_INSTRUCTIONS FOR THE TASK_. Copy out the full data exactly as given; pictures should not be included.

_EXCERPTED RECORDS_.
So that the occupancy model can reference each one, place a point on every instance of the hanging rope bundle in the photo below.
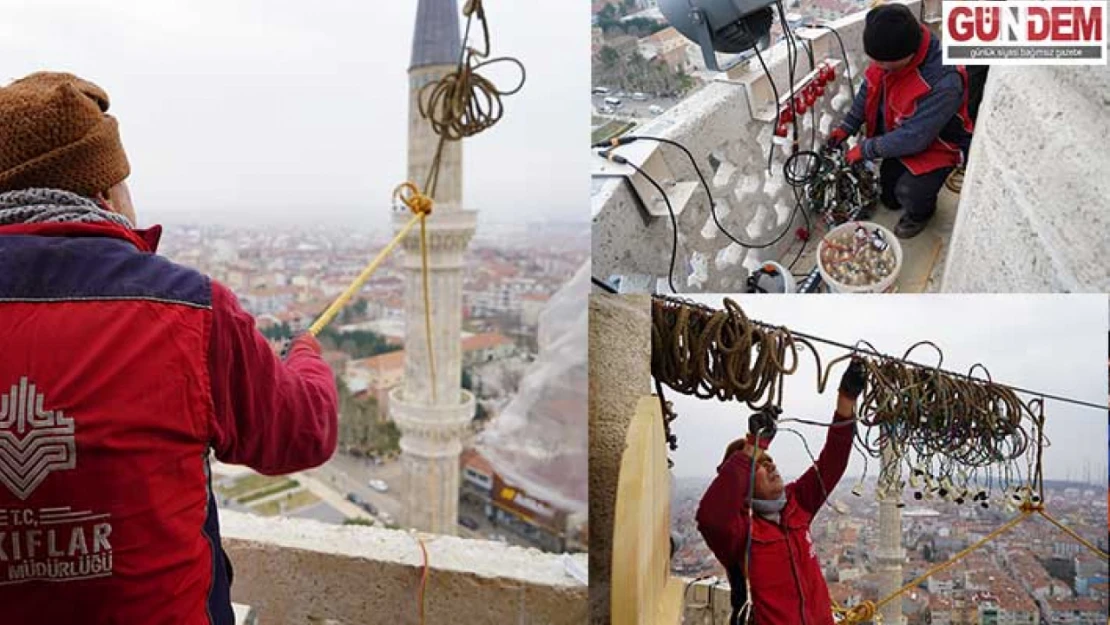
(950, 431)
(463, 102)
(838, 191)
(706, 353)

_ANSWER FOR THE TASK_.
So that the occupancy model can reference each one, place a point on every instance of the hanging rope bundle in the photo below.
(950, 431)
(463, 102)
(838, 191)
(706, 353)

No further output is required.